Aim of the exercise
Copy out each of the lines below that contains the word "drawer".

Information given
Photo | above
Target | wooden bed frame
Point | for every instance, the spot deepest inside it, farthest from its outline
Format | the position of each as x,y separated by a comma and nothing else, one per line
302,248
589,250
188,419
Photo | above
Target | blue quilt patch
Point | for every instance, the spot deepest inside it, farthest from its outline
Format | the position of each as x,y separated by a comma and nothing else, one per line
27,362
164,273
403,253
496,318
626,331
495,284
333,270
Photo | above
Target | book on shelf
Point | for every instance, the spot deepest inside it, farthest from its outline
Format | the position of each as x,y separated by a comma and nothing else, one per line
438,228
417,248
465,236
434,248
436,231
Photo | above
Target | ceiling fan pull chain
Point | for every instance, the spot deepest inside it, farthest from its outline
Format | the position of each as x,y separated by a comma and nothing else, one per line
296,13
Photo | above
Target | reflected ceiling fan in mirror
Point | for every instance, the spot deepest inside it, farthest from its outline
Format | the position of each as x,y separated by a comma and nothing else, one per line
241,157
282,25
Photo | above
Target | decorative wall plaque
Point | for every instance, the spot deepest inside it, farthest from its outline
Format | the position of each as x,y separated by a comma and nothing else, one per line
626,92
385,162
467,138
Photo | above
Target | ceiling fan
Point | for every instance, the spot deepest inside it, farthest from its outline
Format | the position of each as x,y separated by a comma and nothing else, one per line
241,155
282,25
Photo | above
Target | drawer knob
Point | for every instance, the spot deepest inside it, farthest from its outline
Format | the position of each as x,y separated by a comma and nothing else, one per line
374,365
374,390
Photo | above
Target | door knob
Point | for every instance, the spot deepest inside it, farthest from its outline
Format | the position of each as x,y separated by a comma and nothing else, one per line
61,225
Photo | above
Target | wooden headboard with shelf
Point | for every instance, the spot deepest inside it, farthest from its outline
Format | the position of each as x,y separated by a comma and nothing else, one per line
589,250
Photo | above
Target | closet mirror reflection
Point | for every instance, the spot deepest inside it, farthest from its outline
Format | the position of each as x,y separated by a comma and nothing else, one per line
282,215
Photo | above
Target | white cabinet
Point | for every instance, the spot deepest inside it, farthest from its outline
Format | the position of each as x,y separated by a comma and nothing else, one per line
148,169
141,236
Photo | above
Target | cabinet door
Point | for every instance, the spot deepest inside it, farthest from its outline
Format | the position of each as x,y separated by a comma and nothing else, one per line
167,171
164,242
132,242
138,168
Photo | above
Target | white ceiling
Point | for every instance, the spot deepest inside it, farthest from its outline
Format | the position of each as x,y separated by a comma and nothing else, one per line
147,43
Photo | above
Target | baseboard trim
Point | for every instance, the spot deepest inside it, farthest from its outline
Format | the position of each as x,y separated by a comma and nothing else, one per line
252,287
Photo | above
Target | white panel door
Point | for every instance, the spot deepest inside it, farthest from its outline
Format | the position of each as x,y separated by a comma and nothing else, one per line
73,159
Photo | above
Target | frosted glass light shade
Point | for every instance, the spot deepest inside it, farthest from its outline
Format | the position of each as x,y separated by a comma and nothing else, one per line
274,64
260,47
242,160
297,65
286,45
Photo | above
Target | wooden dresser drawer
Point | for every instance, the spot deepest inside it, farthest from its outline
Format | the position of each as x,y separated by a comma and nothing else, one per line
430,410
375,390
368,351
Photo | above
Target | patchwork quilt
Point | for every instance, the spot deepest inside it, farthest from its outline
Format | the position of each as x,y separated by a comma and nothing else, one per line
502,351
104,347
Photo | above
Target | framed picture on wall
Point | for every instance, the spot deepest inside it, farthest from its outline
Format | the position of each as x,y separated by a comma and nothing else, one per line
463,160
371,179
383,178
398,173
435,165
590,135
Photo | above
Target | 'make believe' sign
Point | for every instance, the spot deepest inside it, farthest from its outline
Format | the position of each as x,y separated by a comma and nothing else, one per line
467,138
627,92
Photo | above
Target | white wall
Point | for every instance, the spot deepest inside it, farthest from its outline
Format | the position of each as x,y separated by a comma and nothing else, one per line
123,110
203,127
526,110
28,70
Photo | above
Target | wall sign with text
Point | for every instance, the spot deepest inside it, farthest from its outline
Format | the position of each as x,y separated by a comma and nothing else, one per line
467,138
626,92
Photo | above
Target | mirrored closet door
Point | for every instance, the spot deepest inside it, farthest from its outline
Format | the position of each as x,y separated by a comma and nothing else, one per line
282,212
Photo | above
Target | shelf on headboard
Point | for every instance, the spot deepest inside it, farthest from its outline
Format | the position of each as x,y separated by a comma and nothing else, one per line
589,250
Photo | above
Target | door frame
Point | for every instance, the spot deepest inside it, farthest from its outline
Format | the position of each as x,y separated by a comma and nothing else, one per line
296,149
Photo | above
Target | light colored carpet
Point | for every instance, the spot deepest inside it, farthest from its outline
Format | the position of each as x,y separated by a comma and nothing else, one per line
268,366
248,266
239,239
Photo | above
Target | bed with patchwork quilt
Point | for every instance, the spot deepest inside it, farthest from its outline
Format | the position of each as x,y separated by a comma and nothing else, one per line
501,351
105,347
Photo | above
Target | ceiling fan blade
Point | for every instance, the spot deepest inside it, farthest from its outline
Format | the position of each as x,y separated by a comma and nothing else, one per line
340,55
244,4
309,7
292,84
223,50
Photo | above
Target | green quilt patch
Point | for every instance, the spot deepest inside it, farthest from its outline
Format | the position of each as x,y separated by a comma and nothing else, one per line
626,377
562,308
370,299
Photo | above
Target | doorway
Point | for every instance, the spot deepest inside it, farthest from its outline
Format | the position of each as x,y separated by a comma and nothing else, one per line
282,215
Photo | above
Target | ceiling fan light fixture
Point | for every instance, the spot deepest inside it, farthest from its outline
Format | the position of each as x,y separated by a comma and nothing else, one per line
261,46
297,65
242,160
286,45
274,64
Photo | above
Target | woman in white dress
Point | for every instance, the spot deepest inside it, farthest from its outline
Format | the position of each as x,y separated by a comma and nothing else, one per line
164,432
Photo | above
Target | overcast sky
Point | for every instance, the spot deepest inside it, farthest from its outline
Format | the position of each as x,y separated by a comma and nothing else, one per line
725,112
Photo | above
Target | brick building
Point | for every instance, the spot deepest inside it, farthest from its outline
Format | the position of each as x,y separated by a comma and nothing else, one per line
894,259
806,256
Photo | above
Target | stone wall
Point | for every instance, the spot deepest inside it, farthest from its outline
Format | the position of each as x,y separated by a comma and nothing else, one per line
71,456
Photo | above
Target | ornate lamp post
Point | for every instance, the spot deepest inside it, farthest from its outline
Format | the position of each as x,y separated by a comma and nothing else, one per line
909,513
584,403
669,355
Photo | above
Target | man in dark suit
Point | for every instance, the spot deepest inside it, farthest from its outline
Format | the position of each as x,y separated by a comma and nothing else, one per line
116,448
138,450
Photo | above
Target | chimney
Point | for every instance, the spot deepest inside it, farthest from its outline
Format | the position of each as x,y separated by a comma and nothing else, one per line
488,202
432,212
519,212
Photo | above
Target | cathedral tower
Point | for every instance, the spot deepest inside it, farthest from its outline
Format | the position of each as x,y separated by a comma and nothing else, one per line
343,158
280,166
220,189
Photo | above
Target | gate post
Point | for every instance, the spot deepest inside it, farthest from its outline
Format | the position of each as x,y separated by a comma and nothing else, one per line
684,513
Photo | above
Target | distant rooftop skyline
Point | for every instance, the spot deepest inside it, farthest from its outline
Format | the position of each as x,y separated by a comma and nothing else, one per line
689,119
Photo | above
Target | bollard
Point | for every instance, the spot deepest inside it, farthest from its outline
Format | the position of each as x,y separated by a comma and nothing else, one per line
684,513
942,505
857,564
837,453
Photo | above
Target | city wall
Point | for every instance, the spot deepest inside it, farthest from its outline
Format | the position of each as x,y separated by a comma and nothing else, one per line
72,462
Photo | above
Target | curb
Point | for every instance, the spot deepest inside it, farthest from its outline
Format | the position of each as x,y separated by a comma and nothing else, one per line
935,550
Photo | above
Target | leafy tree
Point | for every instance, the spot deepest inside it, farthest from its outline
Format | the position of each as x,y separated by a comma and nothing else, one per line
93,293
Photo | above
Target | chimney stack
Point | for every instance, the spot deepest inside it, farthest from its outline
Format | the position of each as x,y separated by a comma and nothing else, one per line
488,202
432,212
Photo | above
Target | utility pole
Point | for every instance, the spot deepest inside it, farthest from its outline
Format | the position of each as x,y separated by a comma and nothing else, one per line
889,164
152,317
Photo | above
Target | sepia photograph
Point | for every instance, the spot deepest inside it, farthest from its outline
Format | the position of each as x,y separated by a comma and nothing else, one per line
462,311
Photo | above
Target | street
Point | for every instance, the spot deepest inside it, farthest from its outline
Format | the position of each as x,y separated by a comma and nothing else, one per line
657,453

Task answer
Target | drawer knob
Target | wooden dresser drawer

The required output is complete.